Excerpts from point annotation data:
_____
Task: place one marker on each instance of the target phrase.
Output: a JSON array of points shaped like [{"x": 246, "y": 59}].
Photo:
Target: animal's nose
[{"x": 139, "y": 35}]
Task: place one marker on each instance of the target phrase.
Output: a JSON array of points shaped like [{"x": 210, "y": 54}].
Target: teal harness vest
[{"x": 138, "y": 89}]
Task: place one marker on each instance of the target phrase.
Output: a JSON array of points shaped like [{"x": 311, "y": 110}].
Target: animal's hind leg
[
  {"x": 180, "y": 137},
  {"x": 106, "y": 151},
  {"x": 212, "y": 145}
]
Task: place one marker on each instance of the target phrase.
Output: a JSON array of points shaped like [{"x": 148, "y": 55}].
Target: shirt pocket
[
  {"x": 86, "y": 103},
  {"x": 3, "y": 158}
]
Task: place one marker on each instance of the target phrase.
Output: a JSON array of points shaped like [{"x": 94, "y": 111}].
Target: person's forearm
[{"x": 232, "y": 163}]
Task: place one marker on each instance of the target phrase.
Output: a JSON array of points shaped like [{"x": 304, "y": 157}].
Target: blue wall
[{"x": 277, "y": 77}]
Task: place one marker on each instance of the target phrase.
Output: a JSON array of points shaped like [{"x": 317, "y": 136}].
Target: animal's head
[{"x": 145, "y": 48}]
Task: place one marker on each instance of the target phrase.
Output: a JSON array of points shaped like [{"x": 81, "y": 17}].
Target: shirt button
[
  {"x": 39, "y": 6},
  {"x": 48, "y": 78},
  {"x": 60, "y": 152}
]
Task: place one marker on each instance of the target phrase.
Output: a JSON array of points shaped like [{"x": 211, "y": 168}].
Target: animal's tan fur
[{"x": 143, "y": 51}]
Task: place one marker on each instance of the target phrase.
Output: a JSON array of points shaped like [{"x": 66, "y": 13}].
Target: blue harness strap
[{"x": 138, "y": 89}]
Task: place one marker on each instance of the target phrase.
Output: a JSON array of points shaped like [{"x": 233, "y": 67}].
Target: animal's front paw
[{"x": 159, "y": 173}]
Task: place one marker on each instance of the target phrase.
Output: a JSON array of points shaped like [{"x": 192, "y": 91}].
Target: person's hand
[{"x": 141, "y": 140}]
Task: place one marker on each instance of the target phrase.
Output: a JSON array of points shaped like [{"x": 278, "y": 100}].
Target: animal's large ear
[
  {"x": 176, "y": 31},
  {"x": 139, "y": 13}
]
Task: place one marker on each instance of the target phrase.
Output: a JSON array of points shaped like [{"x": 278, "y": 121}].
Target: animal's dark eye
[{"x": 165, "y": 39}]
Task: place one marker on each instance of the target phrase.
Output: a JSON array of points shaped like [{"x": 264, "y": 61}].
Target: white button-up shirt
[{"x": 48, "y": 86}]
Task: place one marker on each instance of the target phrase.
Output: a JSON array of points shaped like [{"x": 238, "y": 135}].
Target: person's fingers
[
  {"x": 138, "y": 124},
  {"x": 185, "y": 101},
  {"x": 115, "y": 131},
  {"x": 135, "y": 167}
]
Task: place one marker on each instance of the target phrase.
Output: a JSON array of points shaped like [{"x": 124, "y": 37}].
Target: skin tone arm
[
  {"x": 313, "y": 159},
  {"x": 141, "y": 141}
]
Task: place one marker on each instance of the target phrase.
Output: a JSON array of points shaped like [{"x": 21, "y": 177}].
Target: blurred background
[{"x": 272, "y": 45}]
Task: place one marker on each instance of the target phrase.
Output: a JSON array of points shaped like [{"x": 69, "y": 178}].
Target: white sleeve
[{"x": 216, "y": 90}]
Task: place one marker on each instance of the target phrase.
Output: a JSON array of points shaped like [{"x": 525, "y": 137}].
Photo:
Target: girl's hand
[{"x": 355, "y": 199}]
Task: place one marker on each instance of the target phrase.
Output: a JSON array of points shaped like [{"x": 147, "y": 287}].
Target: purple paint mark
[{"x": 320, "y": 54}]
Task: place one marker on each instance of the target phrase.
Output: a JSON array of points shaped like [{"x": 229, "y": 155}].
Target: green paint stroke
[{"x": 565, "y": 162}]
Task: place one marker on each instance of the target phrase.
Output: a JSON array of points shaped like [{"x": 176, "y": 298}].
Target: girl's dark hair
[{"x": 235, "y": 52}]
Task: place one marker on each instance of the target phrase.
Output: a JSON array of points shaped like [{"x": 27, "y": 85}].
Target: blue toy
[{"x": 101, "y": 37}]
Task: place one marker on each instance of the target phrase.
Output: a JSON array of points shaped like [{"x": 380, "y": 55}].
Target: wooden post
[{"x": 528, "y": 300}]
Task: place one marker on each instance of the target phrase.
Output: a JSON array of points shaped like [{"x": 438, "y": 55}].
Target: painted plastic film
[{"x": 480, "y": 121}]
_____
> _Exercise_:
Reproduce the full listing word for word.

> _Result below_:
Task: place one marker on each instance of the target phrase.
Output: a JSON array of points shaped like [{"x": 246, "y": 59}].
Photo:
Target: animal's nose
[{"x": 139, "y": 35}]
Task: place one marker on each instance of the target phrase.
Output: a JSON array of points shaped like [{"x": 210, "y": 54}].
Target: teal harness vest
[{"x": 138, "y": 89}]
Task: place one marker on each instance of the target phrase.
Output: a JSON array of points shaped like [{"x": 311, "y": 110}].
Target: animal's hind leg
[
  {"x": 180, "y": 137},
  {"x": 106, "y": 151},
  {"x": 212, "y": 145}
]
Task: place one marker on each instance of the target phrase.
Output: a JSON array of points shaped like [{"x": 148, "y": 55}].
Target: shirt pocket
[
  {"x": 86, "y": 103},
  {"x": 3, "y": 158}
]
Task: place one marker on each instance of the target phrase.
Output: a JSON array of points shaped like [{"x": 94, "y": 111}].
Target: person's forearm
[{"x": 232, "y": 163}]
Task: place one marker on each instance of the target phrase.
Output: a JSON array of points shaped like [{"x": 304, "y": 157}].
Target: blue wall
[{"x": 277, "y": 77}]
Task: place one marker on each instance of the target phrase.
Output: a JSON array of points shaped like [{"x": 317, "y": 136}].
Target: animal's head
[{"x": 145, "y": 48}]
Task: place one marker on each instance of the target phrase.
Output: a JSON array of points shaped like [{"x": 81, "y": 17}].
Target: shirt button
[
  {"x": 39, "y": 6},
  {"x": 48, "y": 78},
  {"x": 60, "y": 152}
]
Task: place one marker on each instance of the target phrase.
Output: a JSON array of points shaped like [{"x": 211, "y": 168}].
Target: animal's tan fur
[{"x": 143, "y": 51}]
Task: place one marker on each instance of the target phrase.
Output: a JSON array of points shaped like [{"x": 66, "y": 13}].
Target: blue harness strap
[{"x": 138, "y": 89}]
Task: place one marker on each instance of the target phrase.
Output: a JSON array of points shaped like [{"x": 233, "y": 67}].
Target: animal's front paw
[{"x": 159, "y": 173}]
Task: place one marker on each instance of the target phrase.
Output: a JSON array of points shaped like [{"x": 192, "y": 91}].
Target: person's hand
[{"x": 141, "y": 140}]
Task: place one marker on each instance of the target phrase.
Output: a JSON array of points shaped like [{"x": 278, "y": 100}].
Target: animal's large ear
[
  {"x": 176, "y": 31},
  {"x": 139, "y": 13}
]
Task: place one marker on each instance of the target phrase.
Output: a JSON array of points shaped like [{"x": 278, "y": 121}].
Target: animal's dark eye
[{"x": 165, "y": 39}]
Task: place one marker on each instance of the target phrase.
Output: a JSON array of points shaped like [{"x": 264, "y": 61}].
Target: white button-up shirt
[{"x": 48, "y": 86}]
Task: place one marker on each instance of the target phrase.
Output: a JSON array of points shaped like [{"x": 238, "y": 135}].
Target: person's fingers
[
  {"x": 138, "y": 124},
  {"x": 185, "y": 101},
  {"x": 115, "y": 131},
  {"x": 135, "y": 167}
]
Task: place one marker on each instance of the target phrase.
Output: a JSON array of points shaped like [{"x": 124, "y": 37}].
Target: skin tone arm
[
  {"x": 313, "y": 159},
  {"x": 141, "y": 141}
]
Task: place one marker on each instance of the target phrase.
Output: a JSON array of points shaped like [{"x": 21, "y": 177}].
Target: blurred background
[{"x": 272, "y": 45}]
Task: place one marker on each instance of the target phrase.
Output: a JSON array of points shaped like [{"x": 69, "y": 178}].
Target: white sleeve
[{"x": 216, "y": 90}]
Task: place one marker on each instance of the target phrase.
Output: a JSON array of points shaped like [{"x": 525, "y": 137}].
Photo:
Target: girl's hand
[{"x": 355, "y": 199}]
Task: place one marker on each instance of the target phrase.
Output: a JSON array of points shaped like [{"x": 147, "y": 287}].
Target: purple paint mark
[{"x": 320, "y": 54}]
Task: place one marker on each instance of the target phrase.
Output: a JSON array of points shaped like [{"x": 229, "y": 155}].
Target: green paint stroke
[{"x": 565, "y": 162}]
Task: place one marker on each instance of the target phrase.
Output: a JSON array of points shaped like [{"x": 176, "y": 298}].
Target: girl's dark hair
[{"x": 235, "y": 52}]
Task: place one marker on each instance of the target phrase.
Output: a JSON array of points shaped like [{"x": 27, "y": 85}].
Target: blue toy
[{"x": 101, "y": 37}]
Task: place one marker on each instance of the target phrase.
Output: a JSON array of points shaped like [{"x": 380, "y": 55}].
Target: wooden post
[{"x": 528, "y": 300}]
Task: place one marker on each instance of the target phrase.
Output: a JSON array of points shaped like [{"x": 438, "y": 55}].
Target: painted plastic film
[{"x": 480, "y": 121}]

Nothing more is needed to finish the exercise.